**Quellenauszug**
###
1. Europäische Erbrechtsverordnung
Rz. 42
Für ab dem 17.8.2015 eingetretene Erbfälle ist in Frankreich das Erbstatut nach den Vorschriften der EuErbVO zu bestimmen. Dabei ist für die Formwirksamkeit eines Testaments vorrangig das Haager Testamentsformübereinkommen vom 5.10.1961 zu beachten.
Die Aufgabe zur Erstellung von Europäischen Nachlasszertifikaten ist in Frankreich den Notaren übertragen worden.
Durch zwei Urteile vom 27.9.2017 (Cass civ 1 arret no. 1004 und no. 1005) in den Erbfällen Maurice Jarre und Michel Colombier hat die Cour de Cassation entschieden, dass es nicht gegen den französischen ordre public verstoße, wenn das kalifornische Erbrecht den volljährigen und wirtschaftlich nicht bedürftigen Kindern des Erblassers (in beiden Fällen Komponisten mit französischer Staatsangehörigkeit, die in Frankreich Kinder hinterließen) ein Pflichtteilsrecht gegenüber der zur Alleinerbin eingesetzten Ehefrau des Erblassers versage. Es sei nicht zulässig, die entsprechende Pflichtteilsregelung abstrakt einer Prüfung zu unterwerfen. Vielmehr müssten die konkreten Auswirkungen auf den Einzelfall auf ihre Vereinbarkeit mit den als wesentlich angesehenen Grundsätzen des französischen Rechts geprüft werden. In beiden Fällen wies das Gericht darauf hin, dass der Erblasser schon seit mehr als 30 Jahren in den USA gelebt habe und die Kinder volljährig seien und weder bedürftig noch finanzschwach waren.
Diese Entscheidungen ergingen zwar noch zu Fällen, die nach nationalem Erbkollisionsrecht zu entscheiden waren. Da auch in Art. 35 EuErbVO der nationale ordre public Prüfungsgegenstand ist, ist aber damit zu rechnen, dass im Rahmen der EuErbVO an das ausländische Erbrecht jedenfalls kein strengerer Maßstab angelegt werden wird.
Rz. 43
Art. 2 eines französischen Gesetzes vom 14.7.1819 bestimmte, dass bei der Teilung des Nachlasses zwischen ausländischen und französischen Miterben die französischen Miterben von dem in Frankreich belegenen Nachlass bevorzugt einen Anteil erhalten, der dem Wert des im Ausland belegenen Vermögens entspricht, von dem sie – aus welchen Gründen auch immer – nach den örtlichen Gesetzen ausgeschlossen sind (droit de prélèvement, Vorwegnahmerecht). Diese Regelung wurde durch Urteil des französischen Conseil Constitutionnel (der in Frankreich vergleichsweise die Funktionen des BVerfG in Deutschland erfüllt) vom 5.8.2011 wegen Verstoßes gegen den allgemeinen Gleichheitsgrundsatz in Art. 6 der Menschenrechtserklärung von 1789 für verfassungswidrig erklärt. Das droit de prélèvement war daher mit Wirkung ex tunc auch auf vor der Verkündung des Urteils eingetretene Erbfälle unanwendbar.
###
**Extrahierte Daten**
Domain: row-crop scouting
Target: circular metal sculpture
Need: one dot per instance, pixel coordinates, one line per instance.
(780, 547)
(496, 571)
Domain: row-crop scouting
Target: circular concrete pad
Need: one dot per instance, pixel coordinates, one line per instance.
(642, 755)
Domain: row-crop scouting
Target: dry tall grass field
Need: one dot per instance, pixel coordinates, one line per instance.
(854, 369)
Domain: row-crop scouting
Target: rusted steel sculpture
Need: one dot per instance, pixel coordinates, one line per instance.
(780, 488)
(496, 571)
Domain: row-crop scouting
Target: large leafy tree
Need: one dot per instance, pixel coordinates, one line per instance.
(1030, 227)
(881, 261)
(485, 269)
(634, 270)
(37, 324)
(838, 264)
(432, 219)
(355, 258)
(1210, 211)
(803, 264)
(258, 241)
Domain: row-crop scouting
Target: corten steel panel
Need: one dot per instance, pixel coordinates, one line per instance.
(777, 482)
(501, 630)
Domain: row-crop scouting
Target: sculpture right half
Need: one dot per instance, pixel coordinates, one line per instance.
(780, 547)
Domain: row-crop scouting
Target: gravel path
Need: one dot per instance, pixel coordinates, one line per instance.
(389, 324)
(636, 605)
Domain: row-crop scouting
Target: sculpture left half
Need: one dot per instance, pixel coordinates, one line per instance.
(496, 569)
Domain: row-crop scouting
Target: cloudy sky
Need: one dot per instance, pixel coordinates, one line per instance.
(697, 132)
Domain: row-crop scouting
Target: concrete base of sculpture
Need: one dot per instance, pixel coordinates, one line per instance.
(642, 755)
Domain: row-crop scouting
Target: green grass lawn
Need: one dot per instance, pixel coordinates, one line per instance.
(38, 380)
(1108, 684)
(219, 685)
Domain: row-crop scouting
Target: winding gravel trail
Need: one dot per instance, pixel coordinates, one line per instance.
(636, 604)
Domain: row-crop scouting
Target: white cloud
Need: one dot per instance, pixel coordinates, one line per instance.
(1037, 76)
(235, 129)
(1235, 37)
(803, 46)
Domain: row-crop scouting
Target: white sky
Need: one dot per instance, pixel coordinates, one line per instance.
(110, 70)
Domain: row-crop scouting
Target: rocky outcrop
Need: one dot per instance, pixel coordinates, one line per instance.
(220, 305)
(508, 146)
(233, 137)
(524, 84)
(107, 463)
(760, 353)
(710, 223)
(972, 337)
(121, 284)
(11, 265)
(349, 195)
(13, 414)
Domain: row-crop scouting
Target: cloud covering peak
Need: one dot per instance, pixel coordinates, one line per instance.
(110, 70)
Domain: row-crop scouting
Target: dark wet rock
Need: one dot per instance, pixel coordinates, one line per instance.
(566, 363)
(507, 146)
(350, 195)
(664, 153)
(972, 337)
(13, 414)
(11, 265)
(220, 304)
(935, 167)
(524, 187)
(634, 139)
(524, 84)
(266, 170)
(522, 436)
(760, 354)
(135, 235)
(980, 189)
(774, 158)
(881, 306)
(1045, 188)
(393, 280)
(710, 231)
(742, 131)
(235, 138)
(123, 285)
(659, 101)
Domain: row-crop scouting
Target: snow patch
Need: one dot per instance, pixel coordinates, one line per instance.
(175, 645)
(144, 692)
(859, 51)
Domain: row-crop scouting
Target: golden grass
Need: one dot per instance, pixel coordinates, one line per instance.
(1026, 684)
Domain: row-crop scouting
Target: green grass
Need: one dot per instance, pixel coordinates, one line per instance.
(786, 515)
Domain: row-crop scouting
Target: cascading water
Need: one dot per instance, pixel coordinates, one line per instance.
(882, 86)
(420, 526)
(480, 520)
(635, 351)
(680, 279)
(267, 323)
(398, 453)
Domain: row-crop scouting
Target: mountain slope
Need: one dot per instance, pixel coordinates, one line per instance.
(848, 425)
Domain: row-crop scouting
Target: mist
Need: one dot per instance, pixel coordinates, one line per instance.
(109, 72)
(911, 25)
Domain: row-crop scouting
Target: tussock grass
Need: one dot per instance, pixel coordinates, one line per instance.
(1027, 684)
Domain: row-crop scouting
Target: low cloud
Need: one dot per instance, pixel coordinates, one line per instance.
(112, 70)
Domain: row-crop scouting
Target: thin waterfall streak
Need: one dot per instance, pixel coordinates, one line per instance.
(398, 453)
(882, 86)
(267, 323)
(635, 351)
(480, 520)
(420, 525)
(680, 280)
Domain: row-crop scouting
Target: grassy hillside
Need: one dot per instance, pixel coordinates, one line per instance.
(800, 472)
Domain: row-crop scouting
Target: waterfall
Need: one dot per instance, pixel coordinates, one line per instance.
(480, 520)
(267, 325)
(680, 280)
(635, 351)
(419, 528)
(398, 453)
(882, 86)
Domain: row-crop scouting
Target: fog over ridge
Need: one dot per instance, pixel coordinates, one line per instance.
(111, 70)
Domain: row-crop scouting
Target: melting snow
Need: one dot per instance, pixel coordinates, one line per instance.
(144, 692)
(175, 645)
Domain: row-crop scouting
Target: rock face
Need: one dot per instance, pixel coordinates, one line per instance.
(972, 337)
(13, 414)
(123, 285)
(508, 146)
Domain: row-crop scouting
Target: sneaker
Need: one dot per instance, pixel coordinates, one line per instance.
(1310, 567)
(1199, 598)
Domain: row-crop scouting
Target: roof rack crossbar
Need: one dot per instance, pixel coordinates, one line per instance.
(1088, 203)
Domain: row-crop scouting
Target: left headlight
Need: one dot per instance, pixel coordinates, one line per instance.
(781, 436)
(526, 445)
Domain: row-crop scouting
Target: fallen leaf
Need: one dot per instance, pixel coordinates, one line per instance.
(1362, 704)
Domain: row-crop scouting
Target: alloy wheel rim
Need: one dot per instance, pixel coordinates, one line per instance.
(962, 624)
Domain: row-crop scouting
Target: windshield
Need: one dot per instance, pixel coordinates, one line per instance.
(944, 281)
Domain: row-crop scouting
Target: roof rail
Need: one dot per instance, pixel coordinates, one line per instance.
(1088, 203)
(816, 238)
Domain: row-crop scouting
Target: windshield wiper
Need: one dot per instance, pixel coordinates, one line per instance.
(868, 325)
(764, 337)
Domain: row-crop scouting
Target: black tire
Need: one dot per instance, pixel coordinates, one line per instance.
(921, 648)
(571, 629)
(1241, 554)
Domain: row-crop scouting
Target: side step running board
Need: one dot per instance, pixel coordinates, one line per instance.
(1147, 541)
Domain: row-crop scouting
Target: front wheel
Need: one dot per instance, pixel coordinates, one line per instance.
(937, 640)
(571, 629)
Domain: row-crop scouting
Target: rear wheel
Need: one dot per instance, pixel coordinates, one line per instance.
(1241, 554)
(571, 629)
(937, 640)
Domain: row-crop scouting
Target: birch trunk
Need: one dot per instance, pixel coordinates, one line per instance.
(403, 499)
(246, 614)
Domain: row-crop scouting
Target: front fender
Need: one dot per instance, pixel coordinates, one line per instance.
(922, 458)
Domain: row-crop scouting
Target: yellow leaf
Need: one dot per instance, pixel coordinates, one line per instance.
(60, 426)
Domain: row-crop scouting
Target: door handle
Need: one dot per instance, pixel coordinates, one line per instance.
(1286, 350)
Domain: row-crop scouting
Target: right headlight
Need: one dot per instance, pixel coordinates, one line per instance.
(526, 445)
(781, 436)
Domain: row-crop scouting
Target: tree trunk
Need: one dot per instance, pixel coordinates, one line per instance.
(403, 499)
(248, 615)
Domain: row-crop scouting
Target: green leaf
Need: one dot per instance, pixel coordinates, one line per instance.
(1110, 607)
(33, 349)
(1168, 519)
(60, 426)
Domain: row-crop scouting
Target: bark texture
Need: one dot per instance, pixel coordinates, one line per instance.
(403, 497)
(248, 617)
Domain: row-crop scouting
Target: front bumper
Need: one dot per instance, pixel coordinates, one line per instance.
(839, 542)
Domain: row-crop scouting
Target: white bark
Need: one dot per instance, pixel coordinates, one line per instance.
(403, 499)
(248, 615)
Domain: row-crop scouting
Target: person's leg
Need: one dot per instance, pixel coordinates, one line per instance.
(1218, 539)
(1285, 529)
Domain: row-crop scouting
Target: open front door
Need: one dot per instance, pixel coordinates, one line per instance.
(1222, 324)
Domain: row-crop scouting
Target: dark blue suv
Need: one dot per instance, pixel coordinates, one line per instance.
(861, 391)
###
**Aufgabenstellung 1**
Wem ist laut Quellenauszug in Frankreich die Erstellung von Europäischen Nachlasszertifikaten übertragen worden?
**Aufgabenstellung 2**
Zeigen Sie alle Zeilen, welche die Zeichenfolge „wheel“ enthalten. Die Groß- und Kleinschreibung ist dabei zu beachten.
Der Quellenauszug und die Zeilen sind voneinander unabhängiges Material.

**Lösung 1**
Den Notaren.

**Lösung 2**
Target: alloy wheel rim
Target: front wheel
Target: rear wheel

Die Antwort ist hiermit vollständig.